## Aanwijzingen
**a)** Kun je uit de tekst over de noodbegraafplaats in Nieuw-Schoonebeek alles van "Kerkelijk waren de" tot en met "naam: ‘Naamloze Begraafplaats Nieuw-Schoonebeek’." woord voor woord herhalen?
**b)** Wil je de tekst over de noodbegraafplaats in Nieuw-Schoonebeek oppakken na de laatste zin en verder schrijven?

## Getoonde tekst
§ §

Tussen oktober 1814 en maart 1815 kwam een eerste groep van zes gezinnen naar Nederland, voorafgegaan door Bernardus Henricus Rolfes. De kolonisten kenden elkaar waarschijnlijk uit Grosz en Klein Hesepe en vestigden zich aan de huidige grens met Duitsland. Eerst woonden ze in de oude booën, maar al snel werden nieuwe boerderijen gebouwd aan de noordkant van de panddijk. Het dorp kreeg de naam ‘Booëndorf’ en werd pas later Nieuw-Schoonebeek genoemd.

Kerkelijk waren de bewoners verbonden aan Twist, waar ook hun doden werden begraven. In 1825 ontstonden er problemen met het kerkbestuur en konden de overledenen niet meer in Twist worden begraven. Er werd toestemming gevraagd aan de Gouverneur van Drenthe en vanaf 1825 mochten de doden op eigen grond in Nieuw-Schoonebeek worden begraven. Er werd een noodbegraafplaats ingericht, waarvoor Jan Berend Borg de grond ter beschikking stelde. Die kreeg als officiële naam: ‘Naamloze Begraafplaats Nieuw-Schoonebeek’.

Borg had de grond in gebruik van de erfgenamen van de Schoonebeeker boerenfamilie Wenny. Het was een voormalige boo – een uniek type veeschuur, die alleen in deze omgeving voorkwam – van de familie Wenny. Deze familie verkocht de boo met alle daarbij horende landerijen in december 1826 aan Jan Berend Blaauw, die de westelijke helft kocht, en het oostelijke deel aan Jan Berend Borg. Daardoor kon Borg het voormalige booterrein als noodbegraafplaats ter beschikking stellen.

Begravenissen op deze begraafplaats vonden plaats tot het moment van de inzegening van het nieuwe kerkhof bij de nieuwe kerk in het centrum van Nieuw-Schoonebeek op 5 juli 1855. In juni 1866 werden dochter Euphemia Gesina Borg en haar man Jan Hendrik Schwieters eigenaar van het terrein. En na hun zoon Bernardus Hendrikus Schwieters. Na zijn overlijden hertrouwde zijn weduwe in mei 1908 met Georg Büter uit Lindloh. 

In 1928 kreeg hun zoon Bernardus Hendrikus Büter de voormalige noodbegraafplaats in eigendom. En daarmee werd de naam Büter verbonden aan deze voormalige begraafplaats. De noodbegraafplaats raakte sterk verwaarloosd. De randen werden beschadigd door grazend vee en er kwamen zelfs beenderen bloot te liggen. In 1978 werd de dodenakker hersteld en een houten hek geplaatst. De Historische Vereniging Nei-Schoonebeek zorgde voor verder herstel van de voormalige begraafplaats.

§ §

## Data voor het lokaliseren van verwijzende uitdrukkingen

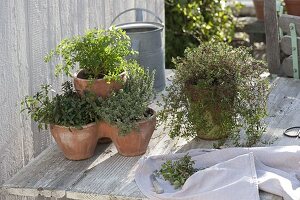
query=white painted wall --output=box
[0,0,164,200]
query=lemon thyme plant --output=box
[21,81,101,129]
[45,28,135,80]
[159,42,268,146]
[99,62,154,135]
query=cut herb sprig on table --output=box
[154,154,199,189]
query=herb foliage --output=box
[99,62,154,135]
[155,154,198,189]
[21,81,101,128]
[45,28,135,80]
[159,42,268,146]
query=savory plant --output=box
[99,62,154,135]
[21,81,101,128]
[45,28,134,80]
[159,42,268,146]
[154,154,198,189]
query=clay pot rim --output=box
[50,122,97,130]
[72,69,126,82]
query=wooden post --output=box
[264,0,282,76]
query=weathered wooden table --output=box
[2,70,300,200]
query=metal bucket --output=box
[111,8,166,91]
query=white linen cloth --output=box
[135,146,300,200]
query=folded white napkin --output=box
[135,146,300,200]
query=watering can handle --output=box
[110,8,163,26]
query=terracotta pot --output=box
[98,109,156,156]
[74,70,126,98]
[50,123,98,160]
[253,0,265,21]
[284,0,300,16]
[185,84,235,140]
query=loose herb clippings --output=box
[154,154,199,189]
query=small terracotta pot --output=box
[74,70,126,98]
[253,0,265,21]
[284,0,300,16]
[50,123,98,160]
[98,109,156,156]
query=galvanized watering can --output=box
[111,8,166,91]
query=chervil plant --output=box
[45,28,134,80]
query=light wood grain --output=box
[281,56,292,77]
[278,14,300,35]
[280,35,300,55]
[264,0,282,75]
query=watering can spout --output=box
[111,8,166,91]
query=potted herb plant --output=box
[45,28,134,97]
[159,42,268,146]
[22,82,100,160]
[98,62,156,156]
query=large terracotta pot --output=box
[284,0,300,16]
[74,70,126,98]
[50,123,98,160]
[185,84,235,140]
[98,109,156,156]
[253,0,265,21]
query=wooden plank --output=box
[264,0,282,75]
[278,14,300,35]
[280,35,300,55]
[2,144,113,198]
[281,56,300,77]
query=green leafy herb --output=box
[21,81,101,128]
[155,154,198,189]
[45,28,135,80]
[99,62,154,135]
[159,41,268,146]
[165,0,241,68]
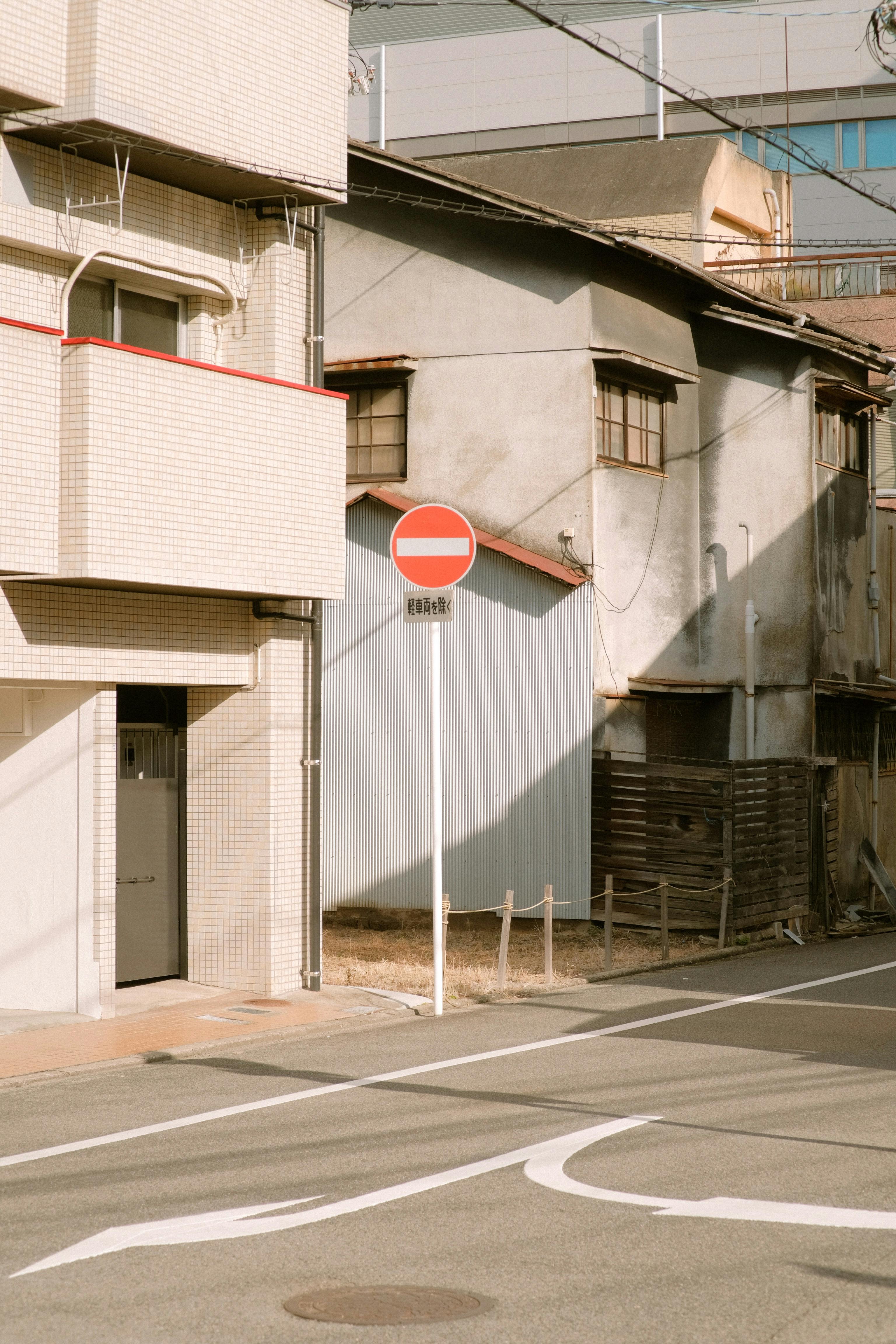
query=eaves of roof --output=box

§ §

## Uitkomsten per opdracht
**a)**
Kerkelijk waren de bewoners verbonden aan Twist, waar ook hun doden werden begraven. In 1825 ontstonden er problemen met het kerkbestuur en konden de overledenen niet meer in Twist worden begraven. Er werd toestemming gevraagd aan de Gouverneur van Drenthe en vanaf 1825 mochten de doden op eigen grond in Nieuw-Schoonebeek worden begraven. Er werd een noodbegraafplaats ingericht, waarvoor Jan Berend Borg de grond ter beschikking stelde. Die kreeg als officiële naam: ‘Naamloze Begraafplaats Nieuw-Schoonebeek’.

**b)**
Op de noodbegraafplaats liggen achttien personen in de leeftijd van 7 dagen tot en met 84 jaar begraven. Verder staat er de grafsteen van Anna Maria Aleida Huser (1876-1895) en haar moeder Gesina Aleida of Sinaulaat Huser-Nijenstein (1839-1876). De dochter werd op 18 mei geboren en haar moeder overleed negen dagen later.

In mei 1890 ging de kleine meid naar kostschool. Ze trad begin 1897 in bij het O.L. Vrouwe van het Heilige Hart in Issoudun (Frankrijk) als zuster Bernadette. Ze was daar een voorbeeld voor het noviciaat. In juli 1897 ontving ze het kloosterkleed. Eind 1897 werd zij steeds zwakker en ze keerde voor genezing terug naar Nederland en werd opgenomen in het Sint Antonius Ziekenhuis in Utrecht. Maar haar kwaal woekerde voort. Een half uur voor haar overlijden sprak ze nog de drie Geloften uit van Armoede, Zuiverheid en Gehoorzaamheid.

Ze werd in Nieuw-Schoonebeek bij haar moeder begraven. Een fraaie grafsteen stond op het graf. In verband met de verplaatsing van het kerkhof werd de grafsteen naar de noodbegraafplaats van Buter overgebracht.

Rond 1840 werd aan de overkant van de Hoofdstraat een houten kruis geplaatst. De begrafenisstoet hield hier halt, knielde en er werden ‘Vijf Onze Vaders en vijf Wees Gegroetjes’ gebeden. In 1854 werd door het echtpaar Borg-Twenning het kruis vervangen door een zandstenen gedenksteen. In de loop van de Tweede Wereldoorlog brak het gedenkteken en werden de stukken bewaard.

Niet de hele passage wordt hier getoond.